Among the records, which lines hold the word "bush"? Pick them out.

====== Listed records ======

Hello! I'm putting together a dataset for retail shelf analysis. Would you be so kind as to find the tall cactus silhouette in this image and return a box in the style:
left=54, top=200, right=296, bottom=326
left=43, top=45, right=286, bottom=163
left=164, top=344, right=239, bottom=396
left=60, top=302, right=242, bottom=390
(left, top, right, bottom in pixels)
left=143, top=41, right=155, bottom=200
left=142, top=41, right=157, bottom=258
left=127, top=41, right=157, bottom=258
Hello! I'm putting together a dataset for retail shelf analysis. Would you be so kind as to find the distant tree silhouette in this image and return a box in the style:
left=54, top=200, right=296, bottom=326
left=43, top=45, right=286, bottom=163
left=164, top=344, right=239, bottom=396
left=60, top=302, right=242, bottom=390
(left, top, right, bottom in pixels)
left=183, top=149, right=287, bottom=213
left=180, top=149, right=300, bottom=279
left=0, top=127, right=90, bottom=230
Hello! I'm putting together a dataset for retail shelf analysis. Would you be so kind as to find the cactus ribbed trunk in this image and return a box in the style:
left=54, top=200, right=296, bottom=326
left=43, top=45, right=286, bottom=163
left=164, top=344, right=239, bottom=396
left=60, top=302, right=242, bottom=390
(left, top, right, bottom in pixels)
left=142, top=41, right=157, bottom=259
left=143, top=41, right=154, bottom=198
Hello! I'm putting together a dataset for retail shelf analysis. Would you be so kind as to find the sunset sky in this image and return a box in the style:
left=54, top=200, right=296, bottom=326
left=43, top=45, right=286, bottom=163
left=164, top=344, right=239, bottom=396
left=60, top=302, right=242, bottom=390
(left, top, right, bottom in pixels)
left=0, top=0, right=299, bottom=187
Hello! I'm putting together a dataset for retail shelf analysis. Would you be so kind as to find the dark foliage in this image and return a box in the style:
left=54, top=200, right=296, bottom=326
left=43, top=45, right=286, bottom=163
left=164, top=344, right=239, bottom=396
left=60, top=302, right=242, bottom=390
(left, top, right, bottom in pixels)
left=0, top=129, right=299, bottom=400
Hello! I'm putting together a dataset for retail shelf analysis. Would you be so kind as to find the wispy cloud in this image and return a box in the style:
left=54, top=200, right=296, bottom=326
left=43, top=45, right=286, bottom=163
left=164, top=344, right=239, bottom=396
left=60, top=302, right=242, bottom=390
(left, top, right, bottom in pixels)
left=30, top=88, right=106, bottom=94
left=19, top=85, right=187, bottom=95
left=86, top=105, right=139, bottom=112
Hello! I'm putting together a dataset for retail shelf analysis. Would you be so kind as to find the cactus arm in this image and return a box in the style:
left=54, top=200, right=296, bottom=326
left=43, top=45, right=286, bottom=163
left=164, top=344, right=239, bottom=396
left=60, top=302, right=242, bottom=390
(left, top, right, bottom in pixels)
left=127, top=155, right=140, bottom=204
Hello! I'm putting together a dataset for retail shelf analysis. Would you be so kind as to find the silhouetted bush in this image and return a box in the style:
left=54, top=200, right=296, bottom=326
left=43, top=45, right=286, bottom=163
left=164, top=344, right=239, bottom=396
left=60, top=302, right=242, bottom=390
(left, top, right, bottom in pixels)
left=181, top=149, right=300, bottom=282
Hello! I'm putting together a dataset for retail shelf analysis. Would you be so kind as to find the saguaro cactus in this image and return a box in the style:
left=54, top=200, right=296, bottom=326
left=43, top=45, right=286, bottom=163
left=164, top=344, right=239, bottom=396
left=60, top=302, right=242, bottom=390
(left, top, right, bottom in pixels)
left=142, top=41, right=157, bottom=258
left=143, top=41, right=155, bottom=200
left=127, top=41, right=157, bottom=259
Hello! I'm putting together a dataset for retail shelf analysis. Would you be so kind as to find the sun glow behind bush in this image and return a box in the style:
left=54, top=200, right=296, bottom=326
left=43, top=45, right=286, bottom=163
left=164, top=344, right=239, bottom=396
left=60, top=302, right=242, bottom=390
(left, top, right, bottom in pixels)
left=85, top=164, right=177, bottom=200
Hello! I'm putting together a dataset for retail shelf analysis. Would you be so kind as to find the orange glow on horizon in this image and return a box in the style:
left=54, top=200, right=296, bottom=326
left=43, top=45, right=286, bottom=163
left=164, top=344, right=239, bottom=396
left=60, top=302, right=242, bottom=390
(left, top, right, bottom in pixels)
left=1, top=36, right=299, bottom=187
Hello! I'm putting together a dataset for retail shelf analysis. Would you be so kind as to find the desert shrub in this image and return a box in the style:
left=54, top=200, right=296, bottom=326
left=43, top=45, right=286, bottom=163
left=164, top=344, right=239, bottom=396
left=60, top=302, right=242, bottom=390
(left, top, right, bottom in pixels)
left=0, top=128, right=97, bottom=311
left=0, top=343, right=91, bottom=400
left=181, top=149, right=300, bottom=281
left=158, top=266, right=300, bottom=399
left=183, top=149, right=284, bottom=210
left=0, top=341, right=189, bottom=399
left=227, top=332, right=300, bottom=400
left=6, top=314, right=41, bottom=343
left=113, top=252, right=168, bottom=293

======

* **Problem solution**:
Hello! I'm putting together a dataset for retail shelf analysis. Would you be so kind as to find the silhouetted bush in this image and return a box in the style:
Hello! I'm putting together a dataset for retail shelf analysis. Would you be so kind as to find the sun glow behind bush in this image and return a box in the style:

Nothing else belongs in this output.